***** GIVEN RECORDS
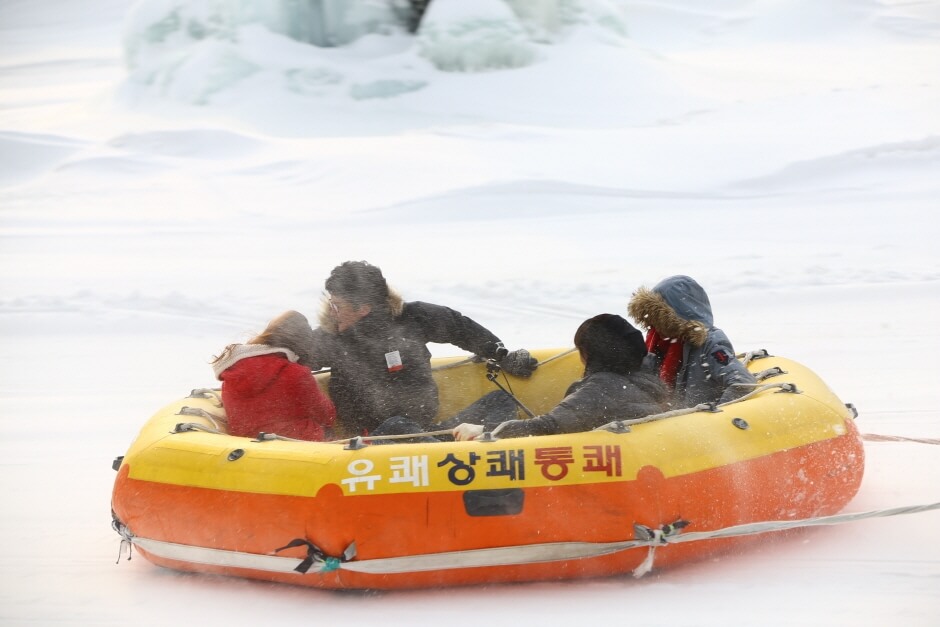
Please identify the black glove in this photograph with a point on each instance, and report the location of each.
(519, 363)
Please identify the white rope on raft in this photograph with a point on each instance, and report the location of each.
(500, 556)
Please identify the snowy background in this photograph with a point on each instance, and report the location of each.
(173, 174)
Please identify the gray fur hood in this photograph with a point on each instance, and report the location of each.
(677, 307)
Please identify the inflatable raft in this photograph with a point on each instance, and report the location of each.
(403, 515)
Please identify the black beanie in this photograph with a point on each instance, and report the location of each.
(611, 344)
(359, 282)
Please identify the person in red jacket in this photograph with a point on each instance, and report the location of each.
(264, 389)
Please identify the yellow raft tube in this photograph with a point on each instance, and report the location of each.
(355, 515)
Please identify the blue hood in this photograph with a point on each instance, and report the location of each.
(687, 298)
**********
=== TASK PROMPT ===
Extract every row from the one containing "Please identify the white" down to the end of the rows, both ends included, and reproduce them word for word.

=== SOLUTION ===
Please identify the white rope on raft in this photograph with a point on each instance, and report the location of each.
(500, 556)
Please identify the snowy background in this photograph with a point on each instance, and report the location of each.
(173, 174)
Please identify the gray fur hood in this photograph with a point on each instance, and report the location of each.
(677, 307)
Please identify the inflatable raft in this photograph with a point on each instance, and report the location of each.
(403, 515)
Please identify the black beanie in this photograph with a point on each instance, and report the location of each.
(611, 344)
(359, 282)
Please identify the person in red jacket in this photograph with a point on each instance, and report the location of each.
(264, 389)
Please identify the yellow raft tube in this photograph with a point on each instance, and report the location of each.
(355, 515)
Please identify the blue hood in this photograph with a point on each instance, and report the location of each.
(687, 298)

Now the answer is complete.